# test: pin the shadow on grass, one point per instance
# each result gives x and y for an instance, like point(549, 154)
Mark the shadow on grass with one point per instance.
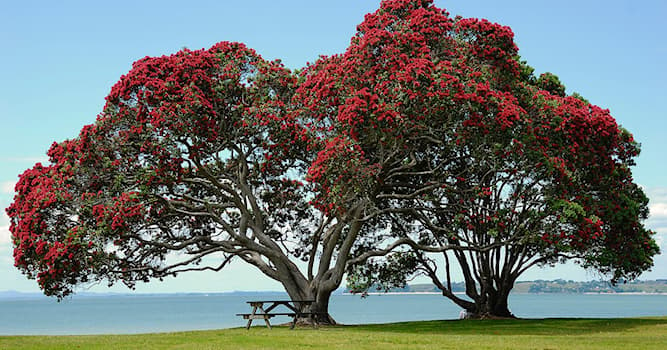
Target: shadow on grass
point(551, 326)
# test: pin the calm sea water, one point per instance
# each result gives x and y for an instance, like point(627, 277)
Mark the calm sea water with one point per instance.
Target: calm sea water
point(143, 314)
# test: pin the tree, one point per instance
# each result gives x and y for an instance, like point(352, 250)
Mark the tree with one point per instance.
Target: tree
point(476, 159)
point(194, 161)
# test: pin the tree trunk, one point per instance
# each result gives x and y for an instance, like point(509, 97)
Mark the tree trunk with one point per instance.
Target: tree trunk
point(493, 304)
point(320, 308)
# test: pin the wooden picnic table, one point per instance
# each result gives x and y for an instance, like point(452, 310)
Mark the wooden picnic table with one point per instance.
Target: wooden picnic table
point(259, 312)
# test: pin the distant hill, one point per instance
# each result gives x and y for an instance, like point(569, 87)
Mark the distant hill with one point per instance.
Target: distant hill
point(554, 286)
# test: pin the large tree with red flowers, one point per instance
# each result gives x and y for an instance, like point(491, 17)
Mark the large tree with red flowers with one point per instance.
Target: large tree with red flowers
point(193, 162)
point(469, 157)
point(426, 138)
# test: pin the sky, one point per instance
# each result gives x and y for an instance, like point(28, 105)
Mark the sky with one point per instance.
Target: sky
point(59, 60)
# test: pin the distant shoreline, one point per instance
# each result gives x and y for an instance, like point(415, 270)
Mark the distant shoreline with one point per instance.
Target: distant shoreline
point(523, 293)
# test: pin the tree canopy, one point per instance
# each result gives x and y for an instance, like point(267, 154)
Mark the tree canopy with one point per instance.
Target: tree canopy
point(427, 139)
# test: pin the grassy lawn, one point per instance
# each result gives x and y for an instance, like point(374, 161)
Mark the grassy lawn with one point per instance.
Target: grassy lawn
point(622, 333)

· · · · · · ·

_DIRECTION_
Write out the listing again with "occurrence" substituted for every "instance" and everything else unchanged. Leave the pictures out.

_EXERCISE RESULT_
# test: pin the shadow on grass, one point per occurrence
# each result gives x and y for an occurrence, like point(549, 154)
Mark the shadow on grass with one point per occurrence.
Target: shadow on grass
point(551, 326)
# test: pin the calm sea water, one point per occurrence
# each result gives x and y for an occurrence, like point(627, 277)
Mark the calm sea water with one point per occurrence.
Target: calm sea water
point(143, 314)
# test: pin the tree, one point per occurrence
# each result gives x and y for an occurrence, like point(352, 250)
Mark the tree with one point per occurrence.
Target: tree
point(476, 159)
point(194, 161)
# test: pin the tree trunk, one point per occurrence
# each result gives x and y for an occurrence, like point(509, 97)
Mark the tree trunk with one point per occurrence.
Target: tree trunk
point(493, 304)
point(320, 308)
# test: pin the wooden picnic table, one point per occurrence
# each result gives x and y for an occurrence, like point(452, 310)
Mark the wooden picnic table with one point per occurrence.
Target: wooden picnic table
point(259, 312)
# test: pin the distant hill, one point per occurrence
# each result gives x and y for an occurrence, like point(569, 87)
Mark the distant hill with one point per occurrence.
Target: distant hill
point(554, 286)
# test: pin the large tree with red flowers, one point per occurrence
# each result gives x and y for an occurrence, like point(491, 17)
Mark the large tree with red flowers with one point per occurrence.
Target: large tree with red flowers
point(193, 162)
point(469, 157)
point(426, 138)
# test: pin the sky, one point per occurrence
# each result gives x and y for an occurrence, like point(28, 105)
Mark the sky with one point per occurrence.
Target: sky
point(59, 60)
# test: pin the distant shoreline, one point per occurrence
# each result gives x and y for an occurrence, like point(415, 270)
Mark the distant shoreline with one point per occurrence.
Target: distant shoreline
point(523, 293)
# test: pin the tree canopy, one point per occurrence
# each result gives x and y for an occurrence, like point(267, 154)
Mark the tree canopy with one point per occurrence.
Target: tree canopy
point(427, 139)
# test: pin the grassy lawn, one point per occurrence
# each result gives x and y for an occurrence, like point(374, 161)
Mark the grassy lawn with one point per occurrence.
Target: grassy lawn
point(622, 333)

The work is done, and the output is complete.